▶ [Document text]:
Union City Independence Day celebration
Union City will host a celebration of Independence Day on Tuesday, July 2, along Bergenline Avenue between 22nd and 26th Streets. The festivities will take place from 6 to 10 p.m., featuring live music, children’s activities, and free hot dogs and water.
The city will provide free transportation from the following locations: 4545 Palisade Ave., 3911 Kennedy Blvd., 39th St. and Bergen Turnpike, 3700 Palisade Plaza Apts., Bella Vista Apts., 1509 Bergenline Ave., 500 Central Ave., 1104 Palisade Ave., 1015 Central Ave., 380 Mountain Rd., and 49th and Hudson Ave.
West New York pools open on weekends
West New York officials announced that the West New York Swim Club is now open every weekend until school is no longer in session.
Once the school year is finished, the town’s pools will be open seven days per week as long as weather permits. The pool will stay open until Labor Day Weekend.
Walgreens to host blood drive on June 22
Walgreens Pharmacy, 7401 River Rd., will host a blood drive on Saturday, June 22, from 10 a.m. to 3 p.m. The event is sponsored through Walgreens’ partnership with the American Red Cross and Hackensack Meridian Health Palisades Medical Center.
New donors are needed. The drive is open to the public.
The American Red Cross will have a blood donor bus on site. Appointments are preferred, but not required. To schedule an appointment, visit redcrossblood.org or use the Blood Donor app and enter the sponsor keyword, “Walgreens North Bergen.”
Donors are urged to eat and hydrate beforehand.
For the daily rates and hours of operation, visit westnewyorknj.org.
Hudson County CASA is seeking volunteers
Learn how to become a CASA (Court Appointed Special Advocate) volunteer and help foster children find safe and permanent homes. The next information session will be at Little City Books at 100 Bloomfield St, Hoboken, on Wednesday, June 19 at 7 p.m.
CASA is a nonprofit organization committed to advocating for the best interests of abused and neglected children. CASA works through trained community volunteers to ensure that needed services and assistance are made available to children while helping to move them toward safe and permanent homes.
Hudson County CASA volunteers are everyday people who make a direct impact in foster children’s lives. They are trusted, dedicated adults who seek to improve children’s well-being. CASA volunteers get to know their assigned child and his or her circumstances and provide valuable information to the court. Judges rely on the volunteers’ recommendations to make the best decisions about the children’s futures.
Bill to ban 3D printed guns introduced
On June 14, U.S. Senators Bob Menendez (D-NJ), Edward J. Markey (D-Mass), and Congressmen Ted Deutch (FL-22) introduced the 3D Printed Gun Safety Act to prohibit the online distribution of blueprints and instructions that allow for the 3D printing of firearms.
The legislation would ban any files that could program a 3D printer to produce or complete the manufacture of a firearm.

▶ [Record set]:

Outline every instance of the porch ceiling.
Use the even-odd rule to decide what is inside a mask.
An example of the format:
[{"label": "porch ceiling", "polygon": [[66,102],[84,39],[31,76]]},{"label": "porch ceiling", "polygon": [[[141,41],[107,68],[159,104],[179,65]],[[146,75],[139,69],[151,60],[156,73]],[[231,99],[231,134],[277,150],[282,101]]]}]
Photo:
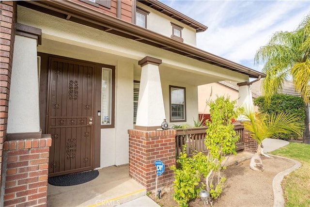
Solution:
[{"label": "porch ceiling", "polygon": [[264,73],[179,42],[133,24],[87,8],[77,4],[74,1],[19,1],[18,3],[60,18],[237,72],[248,76],[249,78],[257,78],[260,76],[263,78],[265,77]]}]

▶ [What you need to do]:
A. In the news briefs, what hours is the Walgreens blood drive scheduled to run?
B. From the news briefs, extract the passage from "Union City Independence" up to and including "dogs and water.".
C. Using the news briefs, explain what the 3D Printed Gun Safety Act is meant to accomplish.

▶ [Task-by-task answers]:
A. From 10 a.m. to 3 p.m.

B.
Union City Independence Day celebration
Union City will host a celebration of Independence Day on Tuesday, July 2, along Bergenline Avenue between 22nd and 26th Streets. The festivities will take place from 6 to 10 p.m., featuring live music, children’s activities, and free hot dogs and water.

C. The act was introduced to prohibit the online distribution of blueprints and instructions that allow firearms to be 3D printed. It would ban any files that could program a 3D printer to produce a firearm or complete its manufacture.